TASK INSTRUCTIONS:
A: Decide whether each statement agrees with the notebook excerpt, answering yes or no and quoting the words of the excerpt that settle it. (i) Forces are read from the field dft_force in units of eV/Ang. (ii) The virial is given in units of eV. (iii) The configurations are loaded with the file format xyz.
B: Reproduce word for word the stretch of the notebook excerpt from "from colabfit.tools.dataset import" through "dataset = Dataset('Si_PRX_GAP')".

DOCUMENT EXCERPT:
━━━━

This notebook serves as an example of how to load and manipulate the [Si GAP dataset](https://www.repository.cam.ac.uk/handle/1810/317974) using a `Dataset` object.

# Imports

In [None]:
import os
import numpy as np

from ase import Atoms

from colabfit.tools.dataset import Dataset, load_data
from colabfit.tools.property_settings import PropertySettings

# Dataset preparation

In [None]:
dataset = Dataset('Si_PRX_GAP')

dataset.authors = [
    'Albert P. Bartók', 'James Kermode', 'Noam Bernstein', 'Gábor Csányi'
]

dataset.links = [
    'https://journals.aps.org/prx/abstract/10.1103/PhysRevX.8.041048',
    'https://www.repository.cam.ac.uk/handle/1810/317974'
]

dataset.description = \
"The original DFT training data for the general-purpose silicon "\
"interatomic potential described in the associated publication."\
" The kinds of configuration that we include are chosen using "\
"intuition and past experience to guide what needs to be included "\
"to obtain good coverage pertaining to a range of properties."

In [None]:
dataset.property_map = {
    'default': {
        # Property Definition field: {'field': ASE field, 'units': ASE-readable units}
        'energy': {'field': 'dft_energy', 'units': 'eV'},
        'forces': {'field': 'dft_force', 'units': 'eV/Ang'},
        'virial': {'field': 'dft_virial', 'units': 'GPa'}
    }
}

In [None]:
dataset.configurations = load_data(
    file_path='../../../colabfit/data/gap_si/gp_iter6_sparse9k.xml.xyz',
    file_format='xyz',
    name_field=None,  # key in ase.Atoms.info to use as the Configuration name
    elements=['Si'],
    default_name=dataset.name,  # default name with `name_field` not found
    verbose=True
)

━━━━

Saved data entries
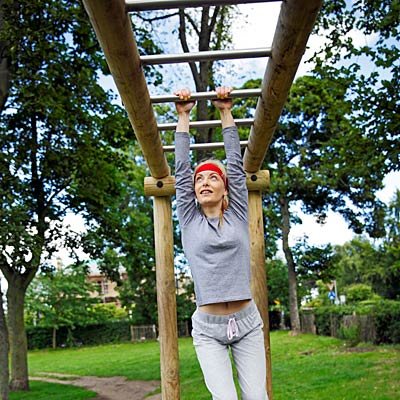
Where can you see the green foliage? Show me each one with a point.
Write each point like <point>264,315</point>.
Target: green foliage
<point>373,88</point>
<point>60,298</point>
<point>387,321</point>
<point>350,334</point>
<point>80,335</point>
<point>385,316</point>
<point>358,292</point>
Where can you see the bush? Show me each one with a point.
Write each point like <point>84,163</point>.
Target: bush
<point>107,332</point>
<point>358,292</point>
<point>377,321</point>
<point>387,321</point>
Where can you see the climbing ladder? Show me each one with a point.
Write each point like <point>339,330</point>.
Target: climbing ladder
<point>110,20</point>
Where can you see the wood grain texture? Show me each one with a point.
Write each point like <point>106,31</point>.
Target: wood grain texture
<point>259,287</point>
<point>114,33</point>
<point>258,181</point>
<point>296,20</point>
<point>166,299</point>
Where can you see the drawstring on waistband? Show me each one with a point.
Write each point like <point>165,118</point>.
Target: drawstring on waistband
<point>232,329</point>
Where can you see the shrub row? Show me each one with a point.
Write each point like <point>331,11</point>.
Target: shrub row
<point>379,321</point>
<point>108,332</point>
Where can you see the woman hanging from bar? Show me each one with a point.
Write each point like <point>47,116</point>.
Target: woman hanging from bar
<point>212,206</point>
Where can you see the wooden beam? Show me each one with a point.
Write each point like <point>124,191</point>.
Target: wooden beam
<point>294,26</point>
<point>258,181</point>
<point>114,32</point>
<point>146,5</point>
<point>166,298</point>
<point>259,287</point>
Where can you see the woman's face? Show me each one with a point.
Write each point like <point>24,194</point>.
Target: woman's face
<point>209,188</point>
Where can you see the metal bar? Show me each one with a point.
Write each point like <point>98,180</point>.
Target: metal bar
<point>203,146</point>
<point>147,5</point>
<point>205,55</point>
<point>205,124</point>
<point>244,93</point>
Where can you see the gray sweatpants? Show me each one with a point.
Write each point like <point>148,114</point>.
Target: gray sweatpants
<point>213,335</point>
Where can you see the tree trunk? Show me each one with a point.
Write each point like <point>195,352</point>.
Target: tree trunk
<point>18,342</point>
<point>4,68</point>
<point>294,310</point>
<point>54,339</point>
<point>4,373</point>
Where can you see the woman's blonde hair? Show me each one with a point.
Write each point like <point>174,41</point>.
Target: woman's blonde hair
<point>225,200</point>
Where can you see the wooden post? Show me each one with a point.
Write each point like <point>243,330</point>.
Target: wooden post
<point>166,299</point>
<point>259,287</point>
<point>294,26</point>
<point>114,32</point>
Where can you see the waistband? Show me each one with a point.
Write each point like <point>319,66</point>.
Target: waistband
<point>224,319</point>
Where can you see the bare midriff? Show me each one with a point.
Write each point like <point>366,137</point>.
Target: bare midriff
<point>226,308</point>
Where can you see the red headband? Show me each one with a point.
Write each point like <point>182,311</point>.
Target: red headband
<point>212,167</point>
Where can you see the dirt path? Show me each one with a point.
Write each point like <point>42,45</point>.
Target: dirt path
<point>111,388</point>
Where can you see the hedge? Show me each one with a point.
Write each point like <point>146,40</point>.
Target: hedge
<point>108,332</point>
<point>382,316</point>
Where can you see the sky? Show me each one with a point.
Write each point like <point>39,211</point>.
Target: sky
<point>255,28</point>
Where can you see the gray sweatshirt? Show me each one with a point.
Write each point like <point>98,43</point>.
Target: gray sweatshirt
<point>219,256</point>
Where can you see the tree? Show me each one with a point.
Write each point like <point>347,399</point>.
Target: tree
<point>202,29</point>
<point>61,298</point>
<point>61,141</point>
<point>4,374</point>
<point>4,66</point>
<point>373,64</point>
<point>361,261</point>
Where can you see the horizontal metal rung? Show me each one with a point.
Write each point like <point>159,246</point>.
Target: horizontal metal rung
<point>244,93</point>
<point>205,124</point>
<point>145,5</point>
<point>204,146</point>
<point>205,55</point>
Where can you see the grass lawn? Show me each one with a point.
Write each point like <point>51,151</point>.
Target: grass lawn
<point>305,367</point>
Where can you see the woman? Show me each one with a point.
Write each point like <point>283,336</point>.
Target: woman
<point>215,240</point>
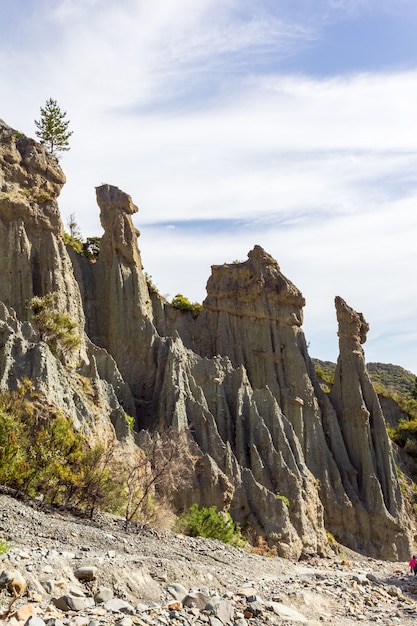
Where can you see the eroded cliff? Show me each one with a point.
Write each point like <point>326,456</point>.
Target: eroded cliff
<point>285,458</point>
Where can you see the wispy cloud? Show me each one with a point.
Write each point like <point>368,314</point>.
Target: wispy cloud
<point>190,107</point>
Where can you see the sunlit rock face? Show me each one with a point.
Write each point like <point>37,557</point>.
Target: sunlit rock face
<point>289,461</point>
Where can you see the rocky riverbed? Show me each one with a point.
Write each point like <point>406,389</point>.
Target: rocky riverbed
<point>88,573</point>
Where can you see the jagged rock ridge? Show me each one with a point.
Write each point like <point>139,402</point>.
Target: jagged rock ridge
<point>238,376</point>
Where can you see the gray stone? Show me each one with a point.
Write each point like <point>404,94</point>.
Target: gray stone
<point>72,603</point>
<point>116,605</point>
<point>34,620</point>
<point>287,613</point>
<point>104,594</point>
<point>196,599</point>
<point>87,572</point>
<point>48,585</point>
<point>125,621</point>
<point>222,609</point>
<point>177,591</point>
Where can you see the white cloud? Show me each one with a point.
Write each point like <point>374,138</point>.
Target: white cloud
<point>183,106</point>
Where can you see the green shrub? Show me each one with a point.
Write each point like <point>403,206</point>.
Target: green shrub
<point>91,247</point>
<point>131,421</point>
<point>56,329</point>
<point>284,499</point>
<point>181,302</point>
<point>208,522</point>
<point>75,243</point>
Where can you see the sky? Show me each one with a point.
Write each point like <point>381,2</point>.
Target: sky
<point>289,124</point>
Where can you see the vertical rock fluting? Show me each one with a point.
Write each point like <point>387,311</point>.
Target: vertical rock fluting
<point>253,315</point>
<point>379,508</point>
<point>31,231</point>
<point>122,322</point>
<point>270,445</point>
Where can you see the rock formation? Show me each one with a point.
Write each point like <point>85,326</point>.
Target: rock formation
<point>288,460</point>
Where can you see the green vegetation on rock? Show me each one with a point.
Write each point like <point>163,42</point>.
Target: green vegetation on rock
<point>181,302</point>
<point>208,522</point>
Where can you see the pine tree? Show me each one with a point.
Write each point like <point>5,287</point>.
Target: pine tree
<point>53,128</point>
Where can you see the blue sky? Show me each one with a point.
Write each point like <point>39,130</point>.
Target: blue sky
<point>284,123</point>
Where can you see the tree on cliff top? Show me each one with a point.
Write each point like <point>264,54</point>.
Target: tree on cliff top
<point>53,128</point>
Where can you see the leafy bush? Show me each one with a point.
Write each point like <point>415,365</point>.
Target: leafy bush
<point>181,302</point>
<point>208,522</point>
<point>75,243</point>
<point>42,455</point>
<point>284,499</point>
<point>56,329</point>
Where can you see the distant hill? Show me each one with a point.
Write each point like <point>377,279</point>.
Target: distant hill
<point>393,377</point>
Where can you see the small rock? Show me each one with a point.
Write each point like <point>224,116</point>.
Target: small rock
<point>196,599</point>
<point>34,620</point>
<point>116,605</point>
<point>25,611</point>
<point>125,621</point>
<point>286,613</point>
<point>104,594</point>
<point>48,585</point>
<point>177,591</point>
<point>87,572</point>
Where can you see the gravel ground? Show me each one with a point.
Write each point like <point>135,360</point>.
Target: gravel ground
<point>138,566</point>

━━━━

ANSWERS FOR THE EXERCISE:
A:
(i) Yes: "'forces': {'field': 'dft_force', 'units': 'eV/Ang'}"
(ii) No: "'virial': {'field': 'dft_virial', 'units': 'GPa'}"
(iii) Yes: "file_format='xyz'"

B:
from colabfit.tools.dataset import Dataset, load_data
from colabfit.tools.property_settings import PropertySettings

# Dataset preparation

In [None]:
dataset = Dataset('Si_PRX_GAP')